What to do = Give back exactly the stretch of data below from the line holding "[tag] green lily" through the line holding "[tag] quilted black", both ends included, and leave the remaining lines out.

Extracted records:
☆ ☆ ☆ ☆ ☆

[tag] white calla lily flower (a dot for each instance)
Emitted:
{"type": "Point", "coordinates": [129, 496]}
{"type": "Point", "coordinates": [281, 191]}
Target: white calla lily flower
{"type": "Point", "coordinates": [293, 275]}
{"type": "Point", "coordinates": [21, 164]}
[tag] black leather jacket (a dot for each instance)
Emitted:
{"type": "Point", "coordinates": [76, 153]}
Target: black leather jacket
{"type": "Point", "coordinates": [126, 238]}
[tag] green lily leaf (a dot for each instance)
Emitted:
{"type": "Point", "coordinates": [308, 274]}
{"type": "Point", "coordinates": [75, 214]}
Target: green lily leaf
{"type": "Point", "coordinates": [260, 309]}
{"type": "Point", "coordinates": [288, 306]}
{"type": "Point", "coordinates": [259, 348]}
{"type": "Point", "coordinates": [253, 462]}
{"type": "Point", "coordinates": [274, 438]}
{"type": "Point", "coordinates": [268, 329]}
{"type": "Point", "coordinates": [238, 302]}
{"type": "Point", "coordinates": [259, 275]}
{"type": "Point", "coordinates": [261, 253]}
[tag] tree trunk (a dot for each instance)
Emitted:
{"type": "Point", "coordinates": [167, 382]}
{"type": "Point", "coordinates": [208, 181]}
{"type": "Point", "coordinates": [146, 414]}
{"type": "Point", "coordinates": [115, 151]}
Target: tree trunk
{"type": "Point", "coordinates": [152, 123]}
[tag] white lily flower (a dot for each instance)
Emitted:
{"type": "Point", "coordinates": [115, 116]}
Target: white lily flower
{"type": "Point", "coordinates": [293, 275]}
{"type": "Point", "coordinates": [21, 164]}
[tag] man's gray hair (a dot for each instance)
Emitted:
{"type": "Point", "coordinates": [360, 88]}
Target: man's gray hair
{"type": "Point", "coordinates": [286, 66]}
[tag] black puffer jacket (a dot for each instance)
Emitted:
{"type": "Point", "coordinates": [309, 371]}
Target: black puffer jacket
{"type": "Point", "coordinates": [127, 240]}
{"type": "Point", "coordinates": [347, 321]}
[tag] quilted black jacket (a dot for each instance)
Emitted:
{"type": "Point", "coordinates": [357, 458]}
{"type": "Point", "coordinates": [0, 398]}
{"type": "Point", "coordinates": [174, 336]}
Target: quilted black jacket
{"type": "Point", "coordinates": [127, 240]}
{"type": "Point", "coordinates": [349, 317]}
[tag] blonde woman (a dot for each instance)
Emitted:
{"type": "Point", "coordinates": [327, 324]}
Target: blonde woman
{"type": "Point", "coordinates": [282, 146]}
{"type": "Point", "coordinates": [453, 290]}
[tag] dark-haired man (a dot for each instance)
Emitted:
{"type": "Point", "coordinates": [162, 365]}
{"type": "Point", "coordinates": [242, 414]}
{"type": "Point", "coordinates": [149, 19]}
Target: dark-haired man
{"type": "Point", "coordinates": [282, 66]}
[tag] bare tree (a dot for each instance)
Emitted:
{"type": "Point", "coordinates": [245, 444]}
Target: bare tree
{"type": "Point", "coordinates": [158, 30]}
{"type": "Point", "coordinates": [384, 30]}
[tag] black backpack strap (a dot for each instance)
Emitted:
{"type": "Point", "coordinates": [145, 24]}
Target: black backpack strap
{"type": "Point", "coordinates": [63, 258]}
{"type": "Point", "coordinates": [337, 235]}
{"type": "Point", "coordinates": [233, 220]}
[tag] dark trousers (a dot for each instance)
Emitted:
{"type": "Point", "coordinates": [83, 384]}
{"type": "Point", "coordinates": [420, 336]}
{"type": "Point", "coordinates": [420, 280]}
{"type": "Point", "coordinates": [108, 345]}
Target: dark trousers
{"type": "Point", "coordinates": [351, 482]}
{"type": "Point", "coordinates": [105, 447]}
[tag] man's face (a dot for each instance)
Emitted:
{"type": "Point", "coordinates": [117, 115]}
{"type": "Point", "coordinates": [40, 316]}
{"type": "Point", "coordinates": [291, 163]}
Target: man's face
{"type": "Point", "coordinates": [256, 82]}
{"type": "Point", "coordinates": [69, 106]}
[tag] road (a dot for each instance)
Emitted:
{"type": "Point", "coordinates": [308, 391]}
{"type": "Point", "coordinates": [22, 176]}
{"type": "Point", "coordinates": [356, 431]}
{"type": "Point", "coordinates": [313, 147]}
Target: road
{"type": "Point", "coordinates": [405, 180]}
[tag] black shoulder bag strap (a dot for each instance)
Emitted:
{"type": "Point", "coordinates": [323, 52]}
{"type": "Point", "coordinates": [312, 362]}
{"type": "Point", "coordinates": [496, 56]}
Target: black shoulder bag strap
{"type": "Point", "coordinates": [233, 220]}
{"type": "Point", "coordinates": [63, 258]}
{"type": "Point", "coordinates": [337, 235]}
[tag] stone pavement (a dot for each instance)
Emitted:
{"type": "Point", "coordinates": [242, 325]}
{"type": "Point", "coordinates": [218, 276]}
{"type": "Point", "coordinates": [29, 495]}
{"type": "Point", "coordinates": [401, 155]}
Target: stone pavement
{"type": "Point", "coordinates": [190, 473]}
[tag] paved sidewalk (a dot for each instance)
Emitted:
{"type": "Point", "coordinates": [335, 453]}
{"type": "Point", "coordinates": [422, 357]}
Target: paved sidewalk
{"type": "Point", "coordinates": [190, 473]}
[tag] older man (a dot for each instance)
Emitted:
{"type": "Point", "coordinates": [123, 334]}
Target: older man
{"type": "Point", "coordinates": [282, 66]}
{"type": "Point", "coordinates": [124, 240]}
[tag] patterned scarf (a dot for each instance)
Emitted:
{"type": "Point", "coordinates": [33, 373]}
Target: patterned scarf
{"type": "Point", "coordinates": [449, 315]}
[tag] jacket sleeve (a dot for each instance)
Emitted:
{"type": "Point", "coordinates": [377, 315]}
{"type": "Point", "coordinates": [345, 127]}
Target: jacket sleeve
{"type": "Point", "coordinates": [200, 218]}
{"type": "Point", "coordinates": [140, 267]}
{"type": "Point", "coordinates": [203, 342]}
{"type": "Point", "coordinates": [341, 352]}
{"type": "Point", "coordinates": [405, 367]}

☆ ☆ ☆ ☆ ☆

Task response =
[tag] green lily leaf (a dot for each instance)
Emitted:
{"type": "Point", "coordinates": [308, 274]}
{"type": "Point", "coordinates": [75, 214]}
Target: green lily leaf
{"type": "Point", "coordinates": [260, 309]}
{"type": "Point", "coordinates": [288, 306]}
{"type": "Point", "coordinates": [259, 348]}
{"type": "Point", "coordinates": [253, 462]}
{"type": "Point", "coordinates": [274, 438]}
{"type": "Point", "coordinates": [268, 329]}
{"type": "Point", "coordinates": [238, 302]}
{"type": "Point", "coordinates": [259, 275]}
{"type": "Point", "coordinates": [261, 253]}
[tag] tree trunk (a dot for each instance)
Emitted:
{"type": "Point", "coordinates": [167, 382]}
{"type": "Point", "coordinates": [208, 181]}
{"type": "Point", "coordinates": [146, 414]}
{"type": "Point", "coordinates": [115, 151]}
Target: tree trunk
{"type": "Point", "coordinates": [152, 123]}
[tag] white lily flower (a dot for each instance)
Emitted:
{"type": "Point", "coordinates": [115, 116]}
Target: white lily flower
{"type": "Point", "coordinates": [293, 275]}
{"type": "Point", "coordinates": [21, 164]}
[tag] man's gray hair (a dot for each instance)
Emitted:
{"type": "Point", "coordinates": [360, 88]}
Target: man's gray hair
{"type": "Point", "coordinates": [286, 66]}
[tag] black puffer jacket (a dot for each instance)
Emitted:
{"type": "Point", "coordinates": [309, 371]}
Target: black puffer jacket
{"type": "Point", "coordinates": [127, 240]}
{"type": "Point", "coordinates": [347, 321]}
[tag] quilted black jacket (a dot for each instance)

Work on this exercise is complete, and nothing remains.